Reproduce the records below as a Markdown table with the columns Row and Line, one row per line and blank lines left out. Include only the lines from the one containing "Quality assurance note: the stone step" down to the one containing "470, 545, 501]]", with both of those lines included.
### Given records
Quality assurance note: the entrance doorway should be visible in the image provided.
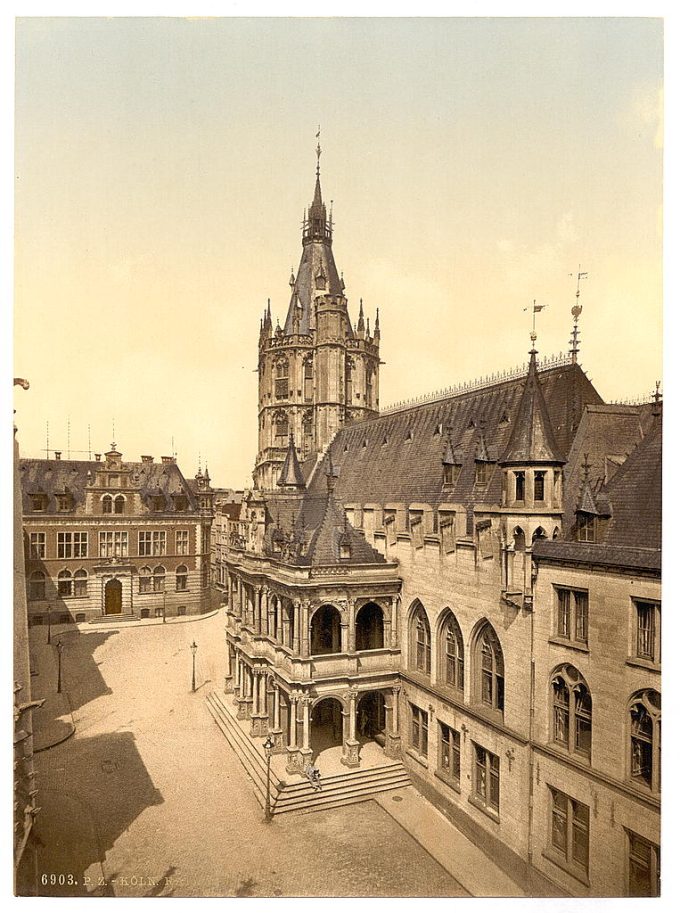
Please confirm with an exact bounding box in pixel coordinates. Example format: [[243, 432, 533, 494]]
[[309, 697, 342, 758], [104, 580, 123, 615], [357, 691, 385, 747]]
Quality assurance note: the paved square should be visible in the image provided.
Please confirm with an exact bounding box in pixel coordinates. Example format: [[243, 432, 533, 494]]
[[31, 615, 466, 897]]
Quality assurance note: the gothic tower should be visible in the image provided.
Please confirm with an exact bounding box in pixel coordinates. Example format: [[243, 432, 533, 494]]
[[253, 146, 380, 490]]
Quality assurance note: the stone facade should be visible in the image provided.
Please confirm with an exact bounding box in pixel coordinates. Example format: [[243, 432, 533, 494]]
[[20, 445, 213, 624], [222, 153, 661, 896]]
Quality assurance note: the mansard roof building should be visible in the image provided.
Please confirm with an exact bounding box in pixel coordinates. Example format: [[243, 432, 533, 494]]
[[20, 444, 213, 625], [211, 153, 661, 896]]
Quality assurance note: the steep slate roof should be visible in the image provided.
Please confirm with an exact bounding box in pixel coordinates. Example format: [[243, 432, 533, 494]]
[[19, 459, 198, 515], [501, 349, 565, 463], [303, 364, 602, 506], [534, 417, 662, 570], [562, 403, 652, 530]]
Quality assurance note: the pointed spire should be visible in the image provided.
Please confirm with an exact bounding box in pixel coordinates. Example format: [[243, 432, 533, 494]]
[[501, 345, 565, 463], [276, 432, 305, 488]]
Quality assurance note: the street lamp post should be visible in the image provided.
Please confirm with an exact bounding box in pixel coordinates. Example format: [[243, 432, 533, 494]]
[[263, 735, 274, 824], [55, 640, 64, 694], [190, 641, 198, 691]]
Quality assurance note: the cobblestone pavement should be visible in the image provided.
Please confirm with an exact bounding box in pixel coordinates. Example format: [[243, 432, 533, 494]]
[[32, 615, 466, 897]]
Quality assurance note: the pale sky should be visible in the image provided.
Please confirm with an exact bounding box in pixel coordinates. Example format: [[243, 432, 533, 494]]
[[14, 18, 663, 487]]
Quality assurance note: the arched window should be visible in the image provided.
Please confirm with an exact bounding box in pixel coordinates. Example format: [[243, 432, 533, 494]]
[[410, 602, 431, 675], [153, 564, 165, 593], [175, 564, 189, 593], [551, 664, 593, 759], [628, 689, 661, 792], [57, 570, 73, 596], [302, 355, 314, 403], [475, 621, 505, 713], [274, 358, 288, 399], [73, 567, 87, 596], [28, 571, 45, 600], [439, 611, 465, 691], [274, 412, 288, 447], [139, 566, 151, 593]]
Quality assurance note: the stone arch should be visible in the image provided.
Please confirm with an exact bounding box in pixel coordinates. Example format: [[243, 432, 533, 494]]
[[354, 601, 385, 650], [435, 606, 465, 692], [408, 599, 432, 675], [309, 602, 341, 656]]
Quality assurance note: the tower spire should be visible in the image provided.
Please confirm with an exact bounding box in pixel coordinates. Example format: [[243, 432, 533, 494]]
[[569, 263, 588, 365]]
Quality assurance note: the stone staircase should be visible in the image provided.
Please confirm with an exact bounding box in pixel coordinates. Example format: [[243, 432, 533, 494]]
[[206, 691, 411, 815]]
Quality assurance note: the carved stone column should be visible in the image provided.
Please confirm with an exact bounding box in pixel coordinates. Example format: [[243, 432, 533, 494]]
[[293, 599, 302, 656], [300, 696, 312, 770], [286, 691, 302, 774], [340, 687, 359, 767], [385, 685, 401, 758]]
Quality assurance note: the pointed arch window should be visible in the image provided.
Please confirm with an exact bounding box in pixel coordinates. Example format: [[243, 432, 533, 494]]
[[274, 358, 289, 399], [440, 612, 465, 692], [411, 604, 431, 675], [551, 665, 593, 760], [628, 689, 661, 793], [274, 412, 288, 447], [475, 622, 505, 713]]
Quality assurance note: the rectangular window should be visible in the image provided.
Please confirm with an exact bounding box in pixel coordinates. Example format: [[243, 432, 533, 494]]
[[175, 529, 189, 555], [57, 533, 73, 558], [549, 787, 590, 875], [534, 470, 545, 501], [30, 533, 45, 558], [139, 529, 166, 556], [73, 533, 88, 558], [473, 742, 500, 814], [628, 831, 661, 897], [411, 704, 428, 758], [634, 599, 661, 663], [439, 723, 460, 785], [555, 586, 588, 644], [99, 531, 128, 558]]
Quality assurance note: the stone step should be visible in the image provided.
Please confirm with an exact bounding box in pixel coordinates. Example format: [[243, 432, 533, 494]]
[[206, 691, 410, 815]]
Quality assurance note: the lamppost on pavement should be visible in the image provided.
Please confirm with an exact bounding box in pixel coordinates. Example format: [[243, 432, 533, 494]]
[[262, 735, 274, 824], [55, 640, 64, 694], [190, 641, 198, 691]]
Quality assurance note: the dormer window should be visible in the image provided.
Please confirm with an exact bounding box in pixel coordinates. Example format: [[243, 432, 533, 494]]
[[57, 494, 73, 511], [475, 460, 491, 485], [576, 514, 596, 542], [534, 470, 545, 501]]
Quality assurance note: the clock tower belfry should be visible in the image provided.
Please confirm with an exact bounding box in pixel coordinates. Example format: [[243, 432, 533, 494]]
[[253, 145, 380, 490]]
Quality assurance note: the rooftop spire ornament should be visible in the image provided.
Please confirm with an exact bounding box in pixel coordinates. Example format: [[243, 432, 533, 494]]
[[569, 263, 588, 365]]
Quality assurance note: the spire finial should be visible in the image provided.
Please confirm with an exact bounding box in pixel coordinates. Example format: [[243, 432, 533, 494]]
[[569, 263, 588, 365]]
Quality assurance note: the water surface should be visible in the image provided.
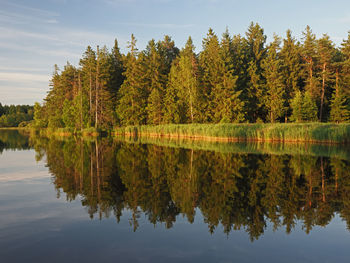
######
_Result of this task_:
| Row | Line |
|---|---|
| 1 | Quality assurance note: the stone step should be visible in the image provided. |
| 2 | Please confirm with an exact bounding box in pixel coordinates. Example format: [[243, 432, 533, 494]] |
| 3 | [[206, 691, 410, 815]] |
| 4 | Quality assurance note: the lamppost on pavement should be visible in the image provided. |
| 5 | Please confirm with an exact bounding box in pixel coordinates. Example format: [[243, 432, 533, 494]] |
| 6 | [[262, 735, 274, 824], [55, 640, 64, 694], [190, 641, 198, 691]] |
| 7 | Quality assurance note: the dormer window should be visible in the image provided. |
| 8 | Please confirm with an exact bounding box in pixel coordinates. Example format: [[243, 432, 533, 494]] |
| 9 | [[57, 494, 73, 511], [475, 460, 491, 485], [576, 514, 596, 542], [534, 470, 545, 501]] |